DATA LISTING START

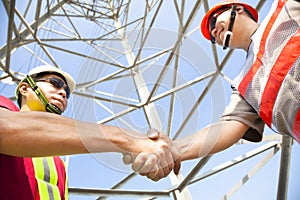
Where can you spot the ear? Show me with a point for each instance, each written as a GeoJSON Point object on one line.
{"type": "Point", "coordinates": [239, 9]}
{"type": "Point", "coordinates": [23, 88]}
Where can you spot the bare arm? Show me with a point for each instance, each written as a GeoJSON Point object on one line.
{"type": "Point", "coordinates": [210, 140]}
{"type": "Point", "coordinates": [42, 134]}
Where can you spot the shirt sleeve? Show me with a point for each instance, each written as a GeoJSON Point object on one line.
{"type": "Point", "coordinates": [8, 104]}
{"type": "Point", "coordinates": [239, 110]}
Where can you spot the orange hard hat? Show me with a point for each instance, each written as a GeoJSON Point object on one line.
{"type": "Point", "coordinates": [220, 6]}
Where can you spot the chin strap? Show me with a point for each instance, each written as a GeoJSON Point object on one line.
{"type": "Point", "coordinates": [48, 106]}
{"type": "Point", "coordinates": [229, 33]}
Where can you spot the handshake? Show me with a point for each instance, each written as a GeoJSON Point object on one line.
{"type": "Point", "coordinates": [155, 156]}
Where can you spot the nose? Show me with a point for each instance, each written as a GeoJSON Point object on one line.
{"type": "Point", "coordinates": [214, 32]}
{"type": "Point", "coordinates": [62, 92]}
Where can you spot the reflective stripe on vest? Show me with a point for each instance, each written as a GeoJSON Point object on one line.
{"type": "Point", "coordinates": [46, 177]}
{"type": "Point", "coordinates": [249, 76]}
{"type": "Point", "coordinates": [283, 64]}
{"type": "Point", "coordinates": [271, 92]}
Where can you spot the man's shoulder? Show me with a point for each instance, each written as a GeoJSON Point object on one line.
{"type": "Point", "coordinates": [8, 104]}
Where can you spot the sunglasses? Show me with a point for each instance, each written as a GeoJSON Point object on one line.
{"type": "Point", "coordinates": [56, 82]}
{"type": "Point", "coordinates": [214, 20]}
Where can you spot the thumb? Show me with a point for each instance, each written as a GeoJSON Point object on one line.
{"type": "Point", "coordinates": [127, 159]}
{"type": "Point", "coordinates": [153, 134]}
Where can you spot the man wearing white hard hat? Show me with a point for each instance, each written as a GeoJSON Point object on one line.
{"type": "Point", "coordinates": [27, 137]}
{"type": "Point", "coordinates": [267, 90]}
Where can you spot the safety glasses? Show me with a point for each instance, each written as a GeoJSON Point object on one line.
{"type": "Point", "coordinates": [214, 20]}
{"type": "Point", "coordinates": [56, 82]}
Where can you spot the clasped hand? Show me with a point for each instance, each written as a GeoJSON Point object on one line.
{"type": "Point", "coordinates": [157, 156]}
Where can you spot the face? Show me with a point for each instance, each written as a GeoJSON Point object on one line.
{"type": "Point", "coordinates": [222, 20]}
{"type": "Point", "coordinates": [55, 95]}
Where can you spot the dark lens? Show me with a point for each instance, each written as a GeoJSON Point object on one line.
{"type": "Point", "coordinates": [212, 27]}
{"type": "Point", "coordinates": [60, 84]}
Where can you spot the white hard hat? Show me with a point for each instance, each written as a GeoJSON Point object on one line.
{"type": "Point", "coordinates": [50, 69]}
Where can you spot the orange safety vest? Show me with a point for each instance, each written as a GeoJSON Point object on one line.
{"type": "Point", "coordinates": [272, 83]}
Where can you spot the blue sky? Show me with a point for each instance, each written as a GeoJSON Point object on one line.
{"type": "Point", "coordinates": [105, 170]}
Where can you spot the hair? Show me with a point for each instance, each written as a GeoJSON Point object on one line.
{"type": "Point", "coordinates": [36, 77]}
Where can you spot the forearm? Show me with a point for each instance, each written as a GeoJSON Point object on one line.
{"type": "Point", "coordinates": [42, 134]}
{"type": "Point", "coordinates": [212, 139]}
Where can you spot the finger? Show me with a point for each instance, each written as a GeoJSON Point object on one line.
{"type": "Point", "coordinates": [154, 173]}
{"type": "Point", "coordinates": [153, 134]}
{"type": "Point", "coordinates": [166, 162]}
{"type": "Point", "coordinates": [149, 164]}
{"type": "Point", "coordinates": [127, 159]}
{"type": "Point", "coordinates": [139, 162]}
{"type": "Point", "coordinates": [177, 166]}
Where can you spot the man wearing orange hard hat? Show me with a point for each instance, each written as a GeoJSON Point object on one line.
{"type": "Point", "coordinates": [267, 90]}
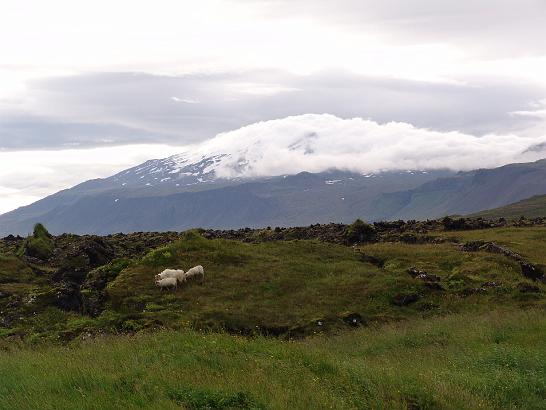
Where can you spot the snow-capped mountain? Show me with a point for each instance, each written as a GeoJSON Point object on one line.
{"type": "Point", "coordinates": [296, 171]}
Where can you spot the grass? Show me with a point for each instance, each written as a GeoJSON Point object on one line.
{"type": "Point", "coordinates": [534, 207]}
{"type": "Point", "coordinates": [529, 242]}
{"type": "Point", "coordinates": [467, 345]}
{"type": "Point", "coordinates": [288, 288]}
{"type": "Point", "coordinates": [463, 361]}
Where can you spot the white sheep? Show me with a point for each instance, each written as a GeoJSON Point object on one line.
{"type": "Point", "coordinates": [171, 273]}
{"type": "Point", "coordinates": [195, 271]}
{"type": "Point", "coordinates": [167, 283]}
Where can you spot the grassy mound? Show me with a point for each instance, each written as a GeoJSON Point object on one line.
{"type": "Point", "coordinates": [290, 289]}
{"type": "Point", "coordinates": [462, 361]}
{"type": "Point", "coordinates": [40, 245]}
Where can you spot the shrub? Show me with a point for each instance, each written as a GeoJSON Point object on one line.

DATA LISTING END

GOAL OF THE EXERCISE: Leaving the pictures out, print every line of the listing exactly.

TASK RESULT:
Where can you spot the ear? Show me with a point for each instance, each written as a GeoJSON Point object on one line.
{"type": "Point", "coordinates": [239, 9]}
{"type": "Point", "coordinates": [23, 88]}
Where can you spot the bare arm? Show me with a point for each instance, each written as a GeoJSON Point object on one line.
{"type": "Point", "coordinates": [210, 140]}
{"type": "Point", "coordinates": [42, 134]}
Where can you spot the shirt sleeve? Show me with a point for each instance, each written as a GeoJSON Point object on one line.
{"type": "Point", "coordinates": [8, 104]}
{"type": "Point", "coordinates": [239, 110]}
Where can you spot the orange hard hat? Show me with a point for each instance, each written as a GeoJSON Point object on one line.
{"type": "Point", "coordinates": [220, 6]}
Where can you spot the chin strap? Show me with a point for each instance, each written as a GeoJSON Point object on one line.
{"type": "Point", "coordinates": [48, 106]}
{"type": "Point", "coordinates": [229, 33]}
Where can you spot the handshake? Show me with a point for each instance, each written as a GeoJSON Point object on one line.
{"type": "Point", "coordinates": [155, 156]}
Where can you spot the nose? Show me with a point for each instance, each written as a GeoJSON Point object on one line.
{"type": "Point", "coordinates": [214, 32]}
{"type": "Point", "coordinates": [62, 92]}
Where can you spot the reflective stripe on vest? Show me with a point for each instance, each written as a GeoJSON Point object on one line.
{"type": "Point", "coordinates": [46, 177]}
{"type": "Point", "coordinates": [249, 76]}
{"type": "Point", "coordinates": [283, 64]}
{"type": "Point", "coordinates": [271, 92]}
Where can you spot the man's shoulder? Show me with a point for each instance, each written as a GeoJSON Point object on one line.
{"type": "Point", "coordinates": [8, 104]}
Where can you spot the sunglasses? Show me with a point for each instance, each written as a GeoJSON Point object on one line.
{"type": "Point", "coordinates": [56, 82]}
{"type": "Point", "coordinates": [214, 20]}
Where can you spot the thumb? Show me with a point for each instance, each written as a GeoJSON Point object on one line.
{"type": "Point", "coordinates": [127, 159]}
{"type": "Point", "coordinates": [153, 134]}
Where can you spot the man wearing white hard hat? Show me with a point for each instance, each written as a GeoJSON Point object on one line.
{"type": "Point", "coordinates": [27, 137]}
{"type": "Point", "coordinates": [267, 90]}
Where can you spot the safety glasses? Show me with a point for each instance, each written as a GeoJSON Point object on one line.
{"type": "Point", "coordinates": [214, 20]}
{"type": "Point", "coordinates": [56, 82]}
Where can you spot the clasped hand? Show me with a point for each instance, each written as a GeoJSON Point object on one line.
{"type": "Point", "coordinates": [157, 156]}
Where can you spot the face? Show me with a point for each instance, each written as a GeoJSON Point object on one line.
{"type": "Point", "coordinates": [222, 20]}
{"type": "Point", "coordinates": [55, 95]}
Where can you spot the dark lens? Show me with a point for each instance, each written as a GeoJSON Point object on one line.
{"type": "Point", "coordinates": [212, 27]}
{"type": "Point", "coordinates": [60, 84]}
Where can you spot the white hard hat? Show me with a point for each instance, each written as a GeoJSON Point object on one line.
{"type": "Point", "coordinates": [50, 69]}
Where can you spot the orange safety vest? Show me with a point for each instance, each written as a GeoJSON Point object on one line.
{"type": "Point", "coordinates": [272, 83]}
Where can you spot the blue sky? Show me with a point for each instance, each written as a GeoJSON Point object on one line.
{"type": "Point", "coordinates": [105, 170]}
Where can you spot the hair? Show me with a point for each instance, each written as a GeoJSON Point object on one line.
{"type": "Point", "coordinates": [36, 77]}
Where can you spot the forearm? Show me with a point for each instance, each written as a GeoJSON Point object on one line.
{"type": "Point", "coordinates": [42, 134]}
{"type": "Point", "coordinates": [212, 139]}
Where can you spot the finger? Show me with a point for each instance, each written as a GeoJSON Point object on one line.
{"type": "Point", "coordinates": [154, 173]}
{"type": "Point", "coordinates": [153, 134]}
{"type": "Point", "coordinates": [166, 162]}
{"type": "Point", "coordinates": [149, 164]}
{"type": "Point", "coordinates": [127, 159]}
{"type": "Point", "coordinates": [139, 162]}
{"type": "Point", "coordinates": [177, 166]}
Where can you spot the man wearing orange hard hat? Show me with a point for each instance, each written as a GeoJSON Point object on one line.
{"type": "Point", "coordinates": [267, 90]}
Where can you spot the snow-capped mountain? Show me with a point for each instance, each written as a GeoJSON Point object on one line.
{"type": "Point", "coordinates": [296, 171]}
Where can you spot the grass? Show me with a point for each instance, each written as a GeoJSON Point object on one line.
{"type": "Point", "coordinates": [534, 207]}
{"type": "Point", "coordinates": [529, 242]}
{"type": "Point", "coordinates": [467, 345]}
{"type": "Point", "coordinates": [288, 288]}
{"type": "Point", "coordinates": [463, 361]}
Where can you spot the white sheep? Show me with a point for each instance, each written as a GeoJSON Point object on one line.
{"type": "Point", "coordinates": [171, 273]}
{"type": "Point", "coordinates": [195, 271]}
{"type": "Point", "coordinates": [167, 283]}
Where can you spot the grassy mound? Show me with a point for each instance, each written as a GeoJSON Point object on one line.
{"type": "Point", "coordinates": [290, 289]}
{"type": "Point", "coordinates": [462, 361]}
{"type": "Point", "coordinates": [40, 245]}
Where can you spot the shrub? Show me with a point for each instance, each written as a GeoJSON Point object on one line.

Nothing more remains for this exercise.